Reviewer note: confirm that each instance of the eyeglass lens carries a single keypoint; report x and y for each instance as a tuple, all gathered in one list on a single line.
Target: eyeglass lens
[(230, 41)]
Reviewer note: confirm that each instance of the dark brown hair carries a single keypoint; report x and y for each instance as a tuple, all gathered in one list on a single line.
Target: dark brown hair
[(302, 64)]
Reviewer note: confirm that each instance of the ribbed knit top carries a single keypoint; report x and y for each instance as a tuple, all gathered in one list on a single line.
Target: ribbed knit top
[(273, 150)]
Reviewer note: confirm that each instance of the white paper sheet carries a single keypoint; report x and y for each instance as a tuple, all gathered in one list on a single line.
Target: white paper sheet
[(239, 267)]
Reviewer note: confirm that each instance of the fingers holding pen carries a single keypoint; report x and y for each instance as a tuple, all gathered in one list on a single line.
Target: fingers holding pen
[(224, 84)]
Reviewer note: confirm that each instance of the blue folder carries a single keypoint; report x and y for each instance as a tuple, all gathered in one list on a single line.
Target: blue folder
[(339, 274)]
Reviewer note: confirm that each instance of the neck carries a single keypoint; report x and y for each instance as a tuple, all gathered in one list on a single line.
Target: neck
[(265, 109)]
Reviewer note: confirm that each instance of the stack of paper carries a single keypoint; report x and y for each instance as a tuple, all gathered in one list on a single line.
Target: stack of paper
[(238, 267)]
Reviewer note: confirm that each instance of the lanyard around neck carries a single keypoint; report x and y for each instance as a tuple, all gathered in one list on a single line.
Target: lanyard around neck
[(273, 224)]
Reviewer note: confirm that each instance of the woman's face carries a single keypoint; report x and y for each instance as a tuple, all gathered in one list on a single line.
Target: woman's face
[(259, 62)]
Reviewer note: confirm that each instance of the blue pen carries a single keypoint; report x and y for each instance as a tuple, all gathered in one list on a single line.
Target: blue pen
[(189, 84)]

-*-

## WHAT YOU ARE ASKED TO DO
Exactly as written, output the material once more.

## SOLUTION TO THIS TASK
Reviewer note: confirm that each instance of the eyeglass lens carries a single keypoint; report x and y for each instance as a tuple, all gathered in one list on a single line.
Target: eyeglass lens
[(230, 41)]
Reviewer note: confirm that each instance of the dark brown hair carries a single keypoint; report x and y for each instance as a tuple, all gathered in one list on a single line.
Target: dark brown hair
[(302, 64)]
Reviewer note: confirm that each instance of the ribbed knit top carries a single keypoint; report x and y for each instance as a tuple, all gathered in one list on a single line.
Target: ribbed knit top
[(273, 150)]
Reviewer note: confirm that each instance of the white paper sheet carries a single keypoint; report x and y for each instance as a tuple, all gathered in one list on a single line.
Target: white paper sheet
[(239, 267)]
Reviewer note: confirm that each instance of the fingers holding pen carries a single keypoint; report x and y for each instance as a tuple, all gathered in one list on a single line.
Target: fingers holding pen
[(224, 84)]
Reviewer note: confirm that each instance of the blue folder carries a single keypoint; report x and y for each instance as a tuple, all gathered in one list on a single line.
Target: blue folder
[(339, 274)]
Reviewer note: confirm that each instance of the neck carries a single keypoint; report x and y for each instance as a tuple, all gathered in one list on a single line.
Target: neck
[(265, 109)]
Reviewer note: confirm that each instance of the stack of paper carries a single keypoint; report x and y for each instance as a tuple, all gathered in one list on a single line.
Target: stack of paper
[(238, 267)]
Reviewer note: confirm that each instance of the lanyard around neck carries a single keypoint; report x and y for each instance as a tuple, all gathered in one list on a single line.
Target: lanyard around neck
[(273, 224)]
Reviewer note: confirm that each instance of the woman's face carries a single keypoint; report x and y for each instance as a tuple, all gathered in one list on a single line.
Target: woman's face
[(259, 62)]
Reviewer note: confirm that each instance of the blue pen carries a single keypoint; report x and y for each instance as a tuple, all gathered in one list on a single line.
Target: blue pen
[(189, 84)]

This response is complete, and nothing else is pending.